» **Short problem**:
Pull out every line in the entries below that contains the string "shoulder", and copy each one in full. Case counts, so a line qualifies only if its capitalization matches.

========================

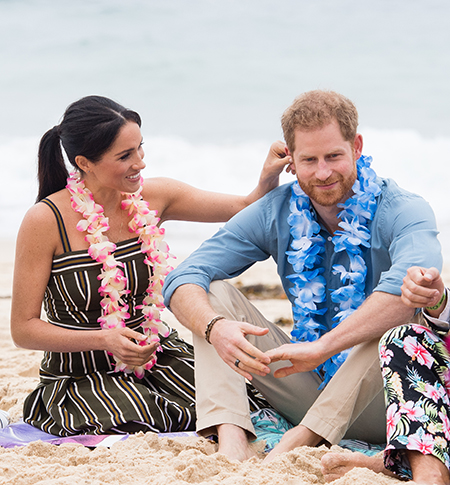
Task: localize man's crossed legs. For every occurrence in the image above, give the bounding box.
[194,281,386,460]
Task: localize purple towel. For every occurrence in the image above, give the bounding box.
[0,421,198,448]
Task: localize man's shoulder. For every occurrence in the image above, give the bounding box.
[377,177,425,203]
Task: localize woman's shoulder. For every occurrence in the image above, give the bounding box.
[21,191,67,239]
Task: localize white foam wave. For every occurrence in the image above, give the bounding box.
[0,128,450,255]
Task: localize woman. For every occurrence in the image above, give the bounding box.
[11,96,287,436]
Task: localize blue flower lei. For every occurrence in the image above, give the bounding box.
[286,156,381,389]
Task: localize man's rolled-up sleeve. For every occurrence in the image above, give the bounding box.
[373,188,442,295]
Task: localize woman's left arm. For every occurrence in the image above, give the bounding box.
[143,141,290,222]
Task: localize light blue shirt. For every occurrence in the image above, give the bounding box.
[163,178,442,330]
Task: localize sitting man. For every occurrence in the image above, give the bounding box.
[164,91,442,461]
[322,266,450,485]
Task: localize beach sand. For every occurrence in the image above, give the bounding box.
[0,241,436,485]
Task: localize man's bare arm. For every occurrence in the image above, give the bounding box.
[266,291,414,377]
[170,284,270,380]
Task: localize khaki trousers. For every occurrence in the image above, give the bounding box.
[194,281,386,444]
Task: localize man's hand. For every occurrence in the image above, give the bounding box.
[266,340,331,377]
[210,319,270,381]
[401,266,445,314]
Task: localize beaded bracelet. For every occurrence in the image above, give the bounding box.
[205,315,225,344]
[425,289,447,310]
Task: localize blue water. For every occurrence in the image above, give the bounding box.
[0,0,450,255]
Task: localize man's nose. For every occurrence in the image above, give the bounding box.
[315,160,332,180]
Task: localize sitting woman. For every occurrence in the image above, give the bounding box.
[322,266,450,485]
[11,96,287,436]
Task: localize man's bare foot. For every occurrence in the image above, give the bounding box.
[321,452,394,482]
[264,424,322,463]
[406,450,450,485]
[217,424,256,461]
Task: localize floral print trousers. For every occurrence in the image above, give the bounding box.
[380,324,450,479]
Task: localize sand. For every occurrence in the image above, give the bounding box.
[0,241,412,485]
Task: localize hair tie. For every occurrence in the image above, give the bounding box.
[52,125,61,138]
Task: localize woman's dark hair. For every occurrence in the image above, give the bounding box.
[37,96,141,202]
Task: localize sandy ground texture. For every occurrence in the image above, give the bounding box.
[0,242,418,485]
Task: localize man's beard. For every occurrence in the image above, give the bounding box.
[298,164,357,207]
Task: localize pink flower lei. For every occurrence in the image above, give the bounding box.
[67,172,172,378]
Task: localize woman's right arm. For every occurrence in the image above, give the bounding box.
[11,204,155,366]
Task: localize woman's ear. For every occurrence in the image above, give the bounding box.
[75,155,91,173]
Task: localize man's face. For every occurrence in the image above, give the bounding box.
[288,120,362,207]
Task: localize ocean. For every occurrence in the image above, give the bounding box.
[0,0,450,256]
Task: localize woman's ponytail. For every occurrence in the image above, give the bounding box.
[36,126,69,202]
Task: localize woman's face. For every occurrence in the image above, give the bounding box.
[87,121,145,193]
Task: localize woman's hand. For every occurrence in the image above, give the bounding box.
[258,140,292,193]
[101,327,159,367]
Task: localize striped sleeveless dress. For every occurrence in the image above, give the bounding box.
[24,199,195,436]
[23,199,269,436]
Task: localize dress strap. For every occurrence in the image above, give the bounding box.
[41,199,71,253]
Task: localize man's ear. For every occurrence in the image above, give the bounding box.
[284,145,295,175]
[353,133,363,160]
[75,155,91,173]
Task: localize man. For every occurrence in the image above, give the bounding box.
[164,91,442,460]
[322,266,450,485]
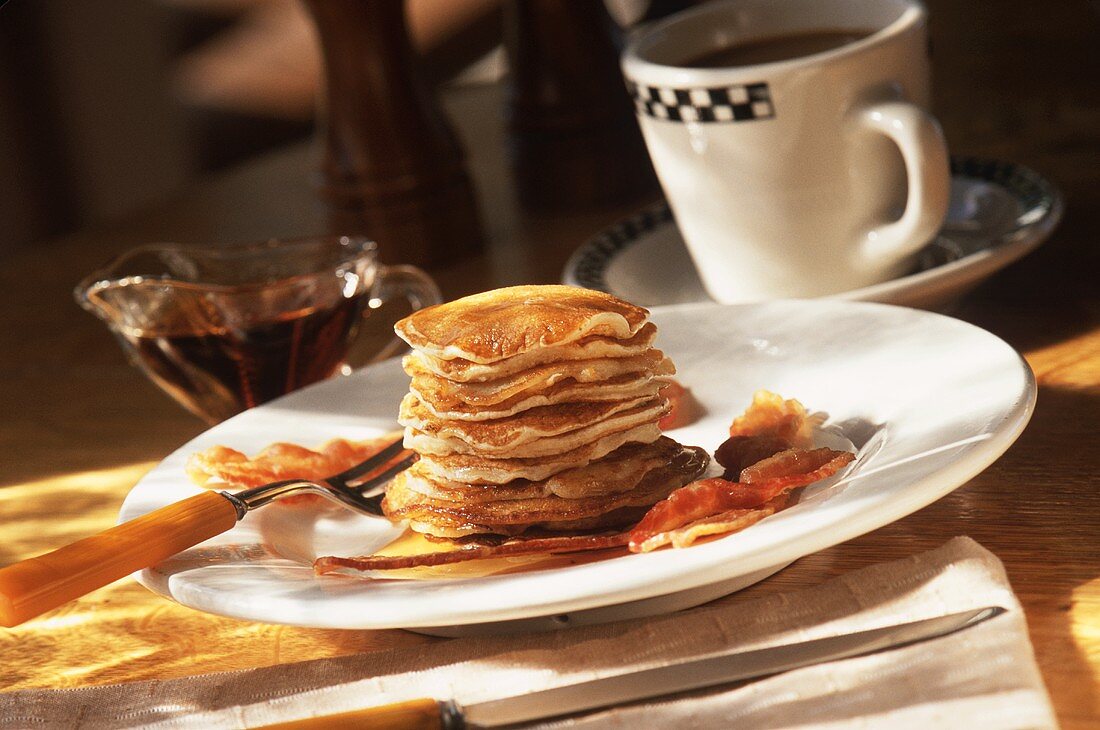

========================

» **Exercise output**:
Task: localize man's shoulder. For every occurrence in the image above, give the bounding box.
Task: localize woman's shoulder. For every occurrence in the image above, give the bounding box.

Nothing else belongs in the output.